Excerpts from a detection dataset
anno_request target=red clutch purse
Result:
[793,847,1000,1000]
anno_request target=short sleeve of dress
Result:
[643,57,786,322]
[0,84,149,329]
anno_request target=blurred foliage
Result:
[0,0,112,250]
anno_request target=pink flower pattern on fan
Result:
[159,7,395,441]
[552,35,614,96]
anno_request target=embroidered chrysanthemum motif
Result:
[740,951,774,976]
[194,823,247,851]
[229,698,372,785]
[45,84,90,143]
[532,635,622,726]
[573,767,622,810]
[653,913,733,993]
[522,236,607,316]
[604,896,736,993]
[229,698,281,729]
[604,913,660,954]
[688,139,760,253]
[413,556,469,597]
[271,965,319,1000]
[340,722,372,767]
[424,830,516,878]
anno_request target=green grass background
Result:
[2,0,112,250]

**Exercise objective**
Reproduce every row above word for word, with nothing left out or changed.

**Response**
anno_request target=red clutch purse
Result:
[793,847,1000,1000]
anno_request target=short sleeve of dress
Result:
[643,57,786,322]
[0,84,149,329]
anno_request target=blurred foliage
Result:
[0,0,112,250]
anno_request target=pink flower pattern on fan
Result:
[159,7,395,441]
[552,35,614,96]
anno_request target=embroidered chrysanthemum motif
Result:
[740,951,774,976]
[194,823,247,851]
[229,698,372,785]
[45,84,90,143]
[532,635,622,726]
[573,767,622,810]
[653,913,733,993]
[522,236,607,316]
[604,896,736,993]
[229,698,281,729]
[604,913,660,954]
[688,139,760,253]
[413,556,469,597]
[271,965,319,1000]
[340,722,372,767]
[424,830,516,878]
anno_request target=green grass background
Result:
[2,0,112,250]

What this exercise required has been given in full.